Does TREB substantially or completely control a class or species of business in any  
area of Canada?  
[162] The Tribunal now turns to the second issue to be determined in this proceeding, namely,  
whether TREB substantially or completely controls a class or species of business in any area of  
Canada, as contemplated by paragraph 79(1)(a) of the Act. For the reasons set forth below, the  
Tribunal finds, on the balance of probabilities, that TREB substantially or completely controls  
the supply of MLS-based residential real estate brokerage services in the GTA.  
   
30  
(1)  
Analytical framework  
[163] Paragraph 79(1)(a) deals with the “dominance” dimension of section 79. It requires the  
Tribunal to find that one or more persons substantially or completely control, throughout Canada  
or any area thereof, a class or species of business.  
[164] The Tribunal has consistently interpreted the words “throughout Canada or any area  
thereof” and “class or species of business” to mean the geographic and product dimensions of the  
relevant market in which the respondent is alleged to have “substantial or complete control”  
(Canada Pipe CT at paras 65-67). This position was upheld by the Federal Court of Appeal in  
Canada Pipe FTA Cross Appeal at paragraphs 16 and 44.  
[165] The Tribunal has also consistently interpreted the words “substantially or completely  
control” to be synonymous with market power. In turn, it has defined market power using  
various formulations, in particular “the ability to set prices above competitive levels for a  
considerable period” (Canada Pipe CT at para 122, aff’d Canada Pipe FCA Cross Appeal at  
paras 6 and 23-25; Canada (Director of Investigation and Research) v D & B Companies of  
Canada Ltd (1995), 64 CPR (3d) 216 (Comp. Trib.) (Nielsen) at pp. 232 and 254); “an ability  
to set prices above competitive levels and to maintain them at that level for a significant period  
of time without erosion by new entry or expansion of existing firms” (Tele-Direct at p. 82); and  
“the ability to profitably influence price, quality, variety, service, advertising, innovation or other  
dimensions of competition” (Commissioner of Competition v Canadian Waste Services Holdings  
Inc, 2001 Comp. Trib. 3 at para 7, aff’d 2003 FCA 131, leave to appeal refused [2004] 1 SCR  
vii). This latter definition was embraced by the Supreme Court of Canada in Tervita Corp v  
Canada (Commissioner of Competition), 2015 SCC 3 (Tervita) at paragraph 44.

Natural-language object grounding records
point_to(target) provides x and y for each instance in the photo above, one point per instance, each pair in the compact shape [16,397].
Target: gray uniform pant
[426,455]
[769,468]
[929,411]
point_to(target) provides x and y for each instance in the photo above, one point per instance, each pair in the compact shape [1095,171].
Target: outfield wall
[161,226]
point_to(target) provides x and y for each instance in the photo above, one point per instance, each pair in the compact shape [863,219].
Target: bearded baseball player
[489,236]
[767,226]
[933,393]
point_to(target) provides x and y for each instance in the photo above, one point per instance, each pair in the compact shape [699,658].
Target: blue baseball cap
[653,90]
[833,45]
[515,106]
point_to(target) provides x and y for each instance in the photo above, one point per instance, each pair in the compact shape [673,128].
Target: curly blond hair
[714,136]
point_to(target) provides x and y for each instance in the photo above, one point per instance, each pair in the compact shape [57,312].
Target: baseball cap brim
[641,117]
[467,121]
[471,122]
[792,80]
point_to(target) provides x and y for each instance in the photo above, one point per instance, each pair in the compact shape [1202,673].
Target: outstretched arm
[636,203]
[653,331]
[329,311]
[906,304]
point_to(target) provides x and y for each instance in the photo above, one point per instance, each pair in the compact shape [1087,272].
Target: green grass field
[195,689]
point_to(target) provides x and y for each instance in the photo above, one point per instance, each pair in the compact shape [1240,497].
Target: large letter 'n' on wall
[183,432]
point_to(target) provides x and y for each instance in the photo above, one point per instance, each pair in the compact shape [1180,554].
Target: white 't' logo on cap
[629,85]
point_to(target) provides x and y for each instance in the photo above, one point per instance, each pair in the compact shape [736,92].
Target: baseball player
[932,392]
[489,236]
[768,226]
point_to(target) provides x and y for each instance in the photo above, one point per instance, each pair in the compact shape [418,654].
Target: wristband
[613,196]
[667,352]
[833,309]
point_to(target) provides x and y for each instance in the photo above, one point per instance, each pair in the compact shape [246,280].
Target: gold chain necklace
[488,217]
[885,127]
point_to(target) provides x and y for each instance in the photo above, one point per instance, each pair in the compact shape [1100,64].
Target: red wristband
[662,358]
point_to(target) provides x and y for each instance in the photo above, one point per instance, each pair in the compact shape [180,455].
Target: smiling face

• Assignment 1: According to the Tribunal decision, what does TREB substantially or completely control?
• Assignment 2: Reproduce the Tribunal decision word for word from "[162] The Tribunal now" to "in the GTA.".

• Exercise output 1: The supply of MLS-based residential real estate brokerage services in the GTA.

• Exercise output 2:
[162] The Tribunal now turns to the second issue to be determined in this proceeding, namely,  
whether TREB substantially or completely controls a class or species of business in any area of  
Canada, as contemplated by paragraph 79(1)(a) of the Act. For the reasons set forth below, the  
Tribunal finds, on the balance of probabilities, that TREB substantially or completely controls  
the supply of MLS-based residential real estate brokerage services in the GTA.